━━ Items ━━

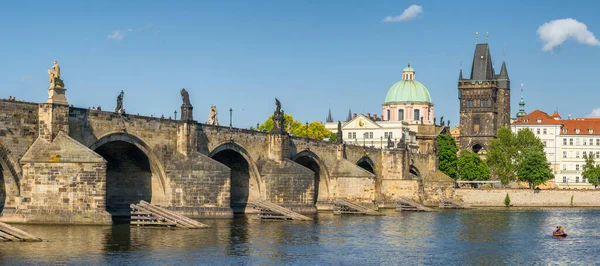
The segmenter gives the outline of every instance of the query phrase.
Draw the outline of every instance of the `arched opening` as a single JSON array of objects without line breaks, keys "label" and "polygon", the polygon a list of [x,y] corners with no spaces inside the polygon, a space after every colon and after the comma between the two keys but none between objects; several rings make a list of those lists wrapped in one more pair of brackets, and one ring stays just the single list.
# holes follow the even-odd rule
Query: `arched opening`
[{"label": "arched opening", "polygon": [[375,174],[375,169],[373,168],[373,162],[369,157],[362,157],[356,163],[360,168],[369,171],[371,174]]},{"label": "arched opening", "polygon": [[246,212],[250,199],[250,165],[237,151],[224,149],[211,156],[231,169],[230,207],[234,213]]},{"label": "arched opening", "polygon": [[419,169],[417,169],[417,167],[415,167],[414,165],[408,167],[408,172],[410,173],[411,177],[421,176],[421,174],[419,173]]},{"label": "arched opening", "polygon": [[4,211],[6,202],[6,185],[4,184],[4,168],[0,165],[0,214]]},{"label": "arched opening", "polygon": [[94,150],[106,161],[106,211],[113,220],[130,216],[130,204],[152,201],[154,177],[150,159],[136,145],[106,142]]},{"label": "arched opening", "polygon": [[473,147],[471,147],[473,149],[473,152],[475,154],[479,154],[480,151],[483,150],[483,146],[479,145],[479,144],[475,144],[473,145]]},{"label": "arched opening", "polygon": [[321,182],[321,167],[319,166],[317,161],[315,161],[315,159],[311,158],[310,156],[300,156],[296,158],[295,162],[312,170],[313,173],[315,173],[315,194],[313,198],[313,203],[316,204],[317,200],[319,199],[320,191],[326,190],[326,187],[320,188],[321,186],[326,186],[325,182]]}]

━━━
━━ Items ━━

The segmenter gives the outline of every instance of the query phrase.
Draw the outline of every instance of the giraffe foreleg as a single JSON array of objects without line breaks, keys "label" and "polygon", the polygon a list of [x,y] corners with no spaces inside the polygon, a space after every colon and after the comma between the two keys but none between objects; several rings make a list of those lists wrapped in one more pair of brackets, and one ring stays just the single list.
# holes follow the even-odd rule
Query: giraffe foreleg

━━━

> _Objective_
Find each line of the material above that contains the string "comma" and copy those lines.

> _Answer to the task_
Draw the outline of every instance of the `arched opening` as a single JSON array of objects without line breaks, keys "label" and "polygon", the polygon a list of [x,y] corners with no spaces inside the polygon, a space after every colon and after the comma between the two keys but none between objects; several rings make a list of those lists wrapped in one more pair of brackets, and one ring stays just the single list.
Draw the outline of every instance of the giraffe foreleg as a single JSON array of objects without line breaks, keys "label" and "polygon", the polygon a list of [x,y] corners with no spaces inside the polygon, a space after every colon and after the comma between the two keys but none between objects; several rings make a list of those lists wrapped in one more pair of brackets, and one ring stays just the single list.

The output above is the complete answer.